> DOCUMENT PASSAGE
*** Block opens ***

Listed Building – Grade I
- Official name: Norwich Union Offices
- Designated: 5 June 1972
- Reference no.: 1210553

= Surrey House =

Surrey House, in Norwich, England, is the historic home of the insurance company Aviva (formerly Norwich Union) and a Grade I listed building.

==History==
It is an example of Edwardian architecture designed by George Skipper and built between 1900 and 1912. Skipper was commissioned by The Norwich Union Life Insurance Society's directors to produce a 'splendid yet functional office space', incorporating Greek influences and the themes of insurance, protection and wellbeing, to reassure policyholders of the company's strength and prosperity.

The building has a Palladian exterior and an interior adorned with 15 varieties of marble, classically inspired frescos and a glass atrium. It also contains unusual items such as an 'air fountain' and a chiming skeleton clock made for the Great Exhibition of 1851.

The Marble Hall, intriguingly, was not part of Skipper's initial design plans; its creation was the result of an unexpected twist of fate. In 1895, the construction of Westminster Cathedral had begun, its interior famously adorned with marble. By the time construction on Surrey House commenced, the Cathedral was on the verge of completion, albeit with costs exceeding the initial budget. According to canon law, a church cannot be consecrated until all its debts are cleared, necessitating budget cuts. Skipper learned about a batch of marble, initially intended for the Cathedral but now available at a significant discount. He successfully convinced the Norwich Union board to acquire it, leading to a revision of his original plans. This decision has left us with the historical marvel of the Marble Hall, a legacy that continues to be admired today.

It is one of the Norwich 12 buildings.

*** Block closes ***

> RECORDED DATA
*** Block opens ***

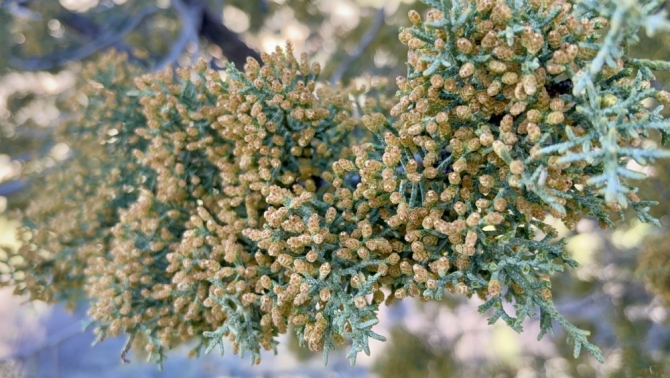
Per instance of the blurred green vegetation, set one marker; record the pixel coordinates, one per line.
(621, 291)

*** Block closes ***
*** Block opens ***

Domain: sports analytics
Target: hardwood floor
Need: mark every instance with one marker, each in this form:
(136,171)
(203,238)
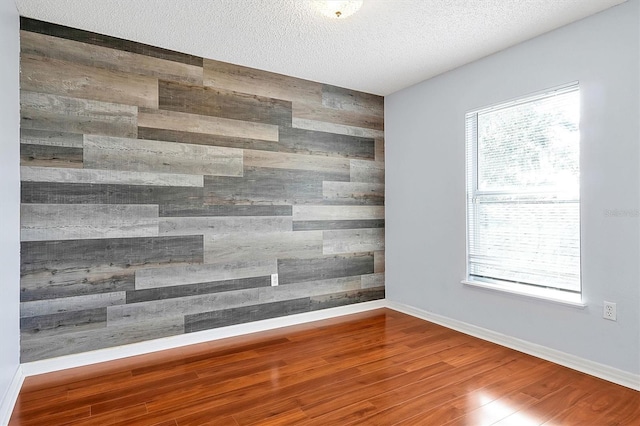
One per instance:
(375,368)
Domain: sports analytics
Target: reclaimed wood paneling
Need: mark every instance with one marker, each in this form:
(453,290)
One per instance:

*** Block closes ***
*** Block opens ***

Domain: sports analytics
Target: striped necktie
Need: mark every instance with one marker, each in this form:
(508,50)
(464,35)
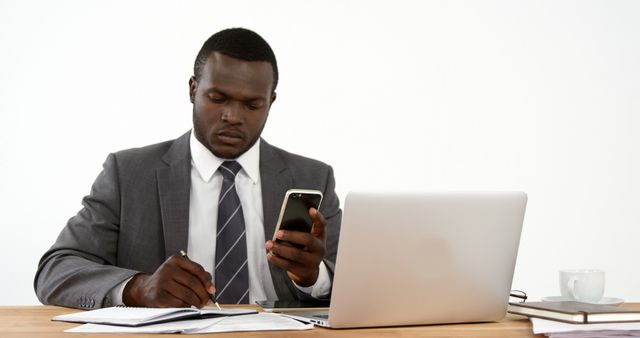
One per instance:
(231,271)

*** Block closes ***

> TASK SET
A. In the Surrey House text, in what year did construction of Westminster Cathedral begin?
B. List the themes that the Surrey House text says Skipper's office design was to incorporate.

> RESPONSE LIST
A. 1895

B.
- Insurance
- Protection
- Wellbeing